Labeled-object pointing entries
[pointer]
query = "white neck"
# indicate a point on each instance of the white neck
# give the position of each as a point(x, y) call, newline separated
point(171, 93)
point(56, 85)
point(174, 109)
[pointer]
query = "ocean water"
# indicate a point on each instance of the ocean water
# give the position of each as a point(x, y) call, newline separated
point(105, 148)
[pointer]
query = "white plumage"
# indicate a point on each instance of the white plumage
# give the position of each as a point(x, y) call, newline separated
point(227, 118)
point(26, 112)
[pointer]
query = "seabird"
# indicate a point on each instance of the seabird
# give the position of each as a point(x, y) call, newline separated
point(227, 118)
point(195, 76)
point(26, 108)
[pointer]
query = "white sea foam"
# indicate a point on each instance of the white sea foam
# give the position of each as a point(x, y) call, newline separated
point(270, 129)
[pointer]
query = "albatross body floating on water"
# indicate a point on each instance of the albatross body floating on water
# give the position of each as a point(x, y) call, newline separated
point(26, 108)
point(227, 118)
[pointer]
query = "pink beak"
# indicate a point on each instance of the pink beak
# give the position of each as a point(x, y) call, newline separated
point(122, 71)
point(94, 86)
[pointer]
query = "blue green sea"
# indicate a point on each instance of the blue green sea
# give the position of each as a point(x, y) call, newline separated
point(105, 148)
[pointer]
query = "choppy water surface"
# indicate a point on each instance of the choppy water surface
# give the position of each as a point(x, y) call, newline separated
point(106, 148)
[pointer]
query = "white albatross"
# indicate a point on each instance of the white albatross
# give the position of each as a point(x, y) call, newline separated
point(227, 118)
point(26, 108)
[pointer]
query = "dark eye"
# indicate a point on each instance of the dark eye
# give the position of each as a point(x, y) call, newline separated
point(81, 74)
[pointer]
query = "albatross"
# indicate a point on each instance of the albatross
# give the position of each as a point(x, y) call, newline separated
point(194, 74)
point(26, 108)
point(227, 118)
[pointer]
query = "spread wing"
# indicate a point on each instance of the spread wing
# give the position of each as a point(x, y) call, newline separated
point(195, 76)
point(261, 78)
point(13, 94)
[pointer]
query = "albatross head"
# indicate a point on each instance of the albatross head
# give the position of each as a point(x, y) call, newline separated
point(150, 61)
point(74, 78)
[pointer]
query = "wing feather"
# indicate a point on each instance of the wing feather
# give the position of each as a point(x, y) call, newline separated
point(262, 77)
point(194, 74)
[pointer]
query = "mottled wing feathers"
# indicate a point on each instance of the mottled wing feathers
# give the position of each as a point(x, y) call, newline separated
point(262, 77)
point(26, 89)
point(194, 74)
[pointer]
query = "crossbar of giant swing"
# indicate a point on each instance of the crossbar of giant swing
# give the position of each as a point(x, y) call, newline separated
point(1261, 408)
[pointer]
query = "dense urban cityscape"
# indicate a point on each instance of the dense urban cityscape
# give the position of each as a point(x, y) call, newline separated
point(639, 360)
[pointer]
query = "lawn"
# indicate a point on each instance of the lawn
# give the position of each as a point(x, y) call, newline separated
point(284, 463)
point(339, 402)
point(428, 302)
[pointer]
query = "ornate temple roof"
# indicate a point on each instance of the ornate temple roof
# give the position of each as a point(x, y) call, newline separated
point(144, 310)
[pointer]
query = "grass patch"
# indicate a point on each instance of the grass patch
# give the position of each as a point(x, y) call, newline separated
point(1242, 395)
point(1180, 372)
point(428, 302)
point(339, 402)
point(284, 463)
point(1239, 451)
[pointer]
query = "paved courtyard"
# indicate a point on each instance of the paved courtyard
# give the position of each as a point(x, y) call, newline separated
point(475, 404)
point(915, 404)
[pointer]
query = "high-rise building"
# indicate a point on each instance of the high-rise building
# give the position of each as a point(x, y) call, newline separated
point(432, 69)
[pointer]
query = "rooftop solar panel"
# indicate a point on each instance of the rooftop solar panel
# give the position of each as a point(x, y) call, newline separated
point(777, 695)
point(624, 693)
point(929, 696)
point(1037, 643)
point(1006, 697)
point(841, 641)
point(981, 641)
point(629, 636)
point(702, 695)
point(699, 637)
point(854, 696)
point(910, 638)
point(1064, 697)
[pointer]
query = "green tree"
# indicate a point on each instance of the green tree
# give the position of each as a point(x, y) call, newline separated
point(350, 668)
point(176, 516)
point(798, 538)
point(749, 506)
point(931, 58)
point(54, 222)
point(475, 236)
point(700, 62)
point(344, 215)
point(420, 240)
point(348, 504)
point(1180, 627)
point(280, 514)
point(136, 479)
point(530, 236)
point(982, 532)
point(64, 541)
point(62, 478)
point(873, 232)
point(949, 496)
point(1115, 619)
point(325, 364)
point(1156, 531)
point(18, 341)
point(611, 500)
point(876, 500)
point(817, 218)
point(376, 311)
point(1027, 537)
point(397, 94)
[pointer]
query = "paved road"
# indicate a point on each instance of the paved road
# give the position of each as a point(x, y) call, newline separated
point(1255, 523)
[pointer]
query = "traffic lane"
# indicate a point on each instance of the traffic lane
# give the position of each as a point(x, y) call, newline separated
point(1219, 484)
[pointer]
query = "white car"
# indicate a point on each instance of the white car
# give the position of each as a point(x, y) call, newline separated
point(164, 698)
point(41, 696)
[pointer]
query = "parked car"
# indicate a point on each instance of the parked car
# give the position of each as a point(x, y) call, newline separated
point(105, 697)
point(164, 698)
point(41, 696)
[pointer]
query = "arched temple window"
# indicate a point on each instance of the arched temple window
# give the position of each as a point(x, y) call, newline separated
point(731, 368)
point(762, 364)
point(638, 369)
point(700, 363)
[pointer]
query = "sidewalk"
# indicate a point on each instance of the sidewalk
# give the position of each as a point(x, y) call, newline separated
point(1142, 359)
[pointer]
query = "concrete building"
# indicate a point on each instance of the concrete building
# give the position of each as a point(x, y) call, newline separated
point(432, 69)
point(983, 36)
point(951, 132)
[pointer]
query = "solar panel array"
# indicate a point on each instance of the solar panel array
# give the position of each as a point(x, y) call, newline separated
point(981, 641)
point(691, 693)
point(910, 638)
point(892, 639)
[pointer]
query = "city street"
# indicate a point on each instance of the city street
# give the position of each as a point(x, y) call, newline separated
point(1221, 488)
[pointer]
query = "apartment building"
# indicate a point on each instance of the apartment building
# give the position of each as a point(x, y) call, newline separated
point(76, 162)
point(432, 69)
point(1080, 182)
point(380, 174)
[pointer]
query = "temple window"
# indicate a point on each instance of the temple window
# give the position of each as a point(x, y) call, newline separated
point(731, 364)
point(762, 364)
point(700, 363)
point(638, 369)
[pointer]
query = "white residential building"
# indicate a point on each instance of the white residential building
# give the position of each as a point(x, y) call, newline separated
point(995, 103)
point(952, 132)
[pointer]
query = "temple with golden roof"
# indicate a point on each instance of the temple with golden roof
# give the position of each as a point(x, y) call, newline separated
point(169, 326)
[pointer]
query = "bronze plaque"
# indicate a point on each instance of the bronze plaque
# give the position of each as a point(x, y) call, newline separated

▶ _Request_
Repeat the entries above exactly, leaving nothing out.

▶ _Result of the exercise_
[pointer]
query = "white neck"
# indicate a point on each instance of the white neck
# give the position of each as a point(x, y) call, newline separated
point(171, 93)
point(56, 85)
point(174, 109)
[pointer]
query = "ocean water"
# indicate a point on each instance of the ocean water
# give the position of each as a point(x, y) call, newline separated
point(105, 148)
[pointer]
query = "white plumage"
# indicate a point on each instance of the white plumage
# give the position of each as a point(x, y) call, newline separated
point(227, 118)
point(26, 112)
[pointer]
query = "seabird"
# indicate a point on each instance of the seabird
# give the position of each as a point(x, y) call, newline separated
point(227, 118)
point(195, 76)
point(26, 108)
[pointer]
query = "white sea foam"
# indicate a point on each instance of the white sea foam
# give the position of each as a point(x, y) call, newline separated
point(270, 129)
[pointer]
query = "albatross body floating on water"
# indicate a point on each instance of the albatross body floating on water
# give the position of each as a point(x, y) call, newline separated
point(26, 108)
point(227, 118)
[pointer]
query = "pink beak"
# indicate a point on each instance of the pink beak
# give the position of each as a point(x, y) call, newline separated
point(122, 71)
point(94, 86)
[pointer]
query = "blue green sea"
# indicate a point on each instance of the blue green sea
# give the position of each as a point(x, y) call, newline separated
point(105, 148)
[pointer]
query = "choppy water surface"
# indicate a point on each instance of the choppy water surface
# give the position of each as a point(x, y) call, newline separated
point(106, 148)
[pointer]
query = "white albatross"
# indicate a point on each instance of the white albatross
# give the position of each as a point(x, y) call, newline separated
point(227, 118)
point(26, 108)
[pointer]
query = "dark eye"
# indicate a point on each instance of the dark eye
# give the position of each as a point(x, y) call, newline separated
point(81, 74)
[pointer]
query = "albatross"
# indicate a point on each instance of the albatross
# give the position of each as a point(x, y) call, newline separated
point(194, 74)
point(26, 108)
point(227, 118)
[pointer]
query = "spread wing"
# indicate a point on each instance of the spread wing
# give the position of each as a point(x, y) call, newline separated
point(195, 76)
point(261, 78)
point(13, 94)
[pointer]
query = "albatross head"
# indicate a point on each instance of the albatross head
# give the position of each as a point(x, y) call, newline separated
point(150, 61)
point(74, 78)
[pointer]
query = "wing feather"
# indicate a point on each instance of the wing feather
# give the position of each as a point(x, y) call, newline separated
point(262, 77)
point(194, 74)
[pointer]
query = "mottled wing feathers"
# indicate a point on each instance of the mottled wing feathers
# give the position of each as a point(x, y) call, newline separated
point(262, 77)
point(26, 89)
point(194, 74)
[pointer]
query = "crossbar of giant swing"
# indicate a point on each instance of the crossbar of giant swing
# give the position of each as a point(x, y) call, newline separated
point(1261, 408)
[pointer]
query = "dense urban cityscape"
# indicate a point on each instance of the dense urban cityscape
# give the position of each as a point(x, y) call, newline separated
point(639, 360)
[pointer]
query = "lawn"
# indicate a point on each instance of the lawn
# give the position of each as a point(x, y) call, newline separated
point(284, 463)
point(339, 402)
point(428, 302)
[pointer]
query = "ornate temple roof"
# indicate a point on each instance of the ornate temple roof
# give the position of each as a point(x, y) call, newline separated
point(144, 310)
[pointer]
query = "grass patch"
# indicate a point on each instance of the grass patch
# give the position of each as a point(x, y) call, newline separated
point(1242, 395)
point(1180, 372)
point(428, 302)
point(339, 402)
point(284, 463)
point(1239, 451)
[pointer]
query = "paved courtyard"
# indicate a point on each instance of the paved courtyard
# give the position of each as a point(x, y) call, newline separated
point(475, 404)
point(915, 404)
[pointer]
query = "high-rise building"
# indicate a point on each instance of the high-rise building
# give the position of each as a point(x, y) call, newline separated
point(432, 69)
[pointer]
query = "rooftop solar panel"
# indicate a point on each instance of the rooftop solar panel
# give the position of each as a point(x, y) call, newline separated
point(777, 695)
point(624, 693)
point(929, 696)
point(1037, 643)
point(1006, 697)
point(841, 641)
point(981, 641)
point(629, 636)
point(702, 695)
point(699, 637)
point(854, 696)
point(910, 638)
point(1064, 697)
[pointer]
query = "green tree"
# indicate a point on each instance of the green tree
# give the position of each as a point(x, y) call, newline separated
point(350, 668)
point(176, 516)
point(798, 538)
point(749, 506)
point(931, 58)
point(54, 222)
point(475, 236)
point(700, 62)
point(344, 215)
point(420, 240)
point(348, 504)
point(1180, 627)
point(280, 514)
point(136, 479)
point(530, 236)
point(982, 532)
point(64, 541)
point(62, 478)
point(873, 232)
point(949, 496)
point(1115, 619)
point(325, 364)
point(1156, 531)
point(18, 341)
point(611, 500)
point(876, 500)
point(817, 218)
point(376, 311)
point(1027, 537)
point(397, 94)
[pointer]
query = "paved road"
# indicate a point on each instance of the paved road
# give the position of each as a point(x, y) call, newline separated
point(1255, 523)
[pointer]
query = "traffic lane"
# indicate a point on each instance of the traffic lane
# give the position of each as a point(x, y) call, newline separated
point(1219, 484)
[pointer]
query = "white car"
# indicate a point on each instance of the white car
# give the position of each as a point(x, y) call, newline separated
point(164, 698)
point(41, 696)
[pointer]
query = "parked car"
# indicate a point on each instance of the parked car
# give the position of each as a point(x, y) call, newline separated
point(105, 697)
point(164, 698)
point(41, 696)
[pointer]
query = "arched temple window"
# indicate a point on each instance of the arched temple window
# give the position of each as a point(x, y) call, newline separated
point(731, 368)
point(762, 364)
point(638, 369)
point(700, 363)
[pointer]
query = "sidewalk"
# indicate a point on each instance of the sidewalk
# give the position of each as a point(x, y) call, newline separated
point(1142, 359)
[pointer]
query = "concrete building"
# indicate a point on each instance of the concrete building
# give the position of each as a point(x, y) call, newline separated
point(432, 69)
point(983, 36)
point(951, 132)
[pointer]
query = "solar panel array"
# indicate a point on each instance of the solar panel array
# give the position of each as a point(x, y) call, newline separated
point(981, 641)
point(691, 693)
point(910, 638)
point(892, 639)
[pointer]
query = "city street"
# indicate a point on each instance of the city street
# give the position of each as a point(x, y) call, newline separated
point(1221, 488)
[pointer]
query = "apartment building"
# indicate a point on each instance of the apartment building
# give the position of each as a point(x, y) call, newline separated
point(76, 162)
point(432, 69)
point(1080, 182)
point(380, 174)
[pointer]
query = "temple window"
# indicate a point on each instance of the temple window
# give the position of each as a point(x, y) call, newline separated
point(731, 364)
point(762, 364)
point(700, 363)
point(638, 369)
[pointer]
query = "white residential building"
# indicate a point on each instance of the white residential building
# give the position of each as a point(x, y) call, newline separated
point(995, 103)
point(952, 132)
[pointer]
query = "temple with golden roof"
# indicate a point on each instance of the temple with golden roof
# give the position of each as a point(x, y) call, newline separated
point(169, 326)
[pointer]
query = "bronze plaque"
# indicate a point on each instance of the bronze plaque
# give the position of each as a point(x, y) call, newline separated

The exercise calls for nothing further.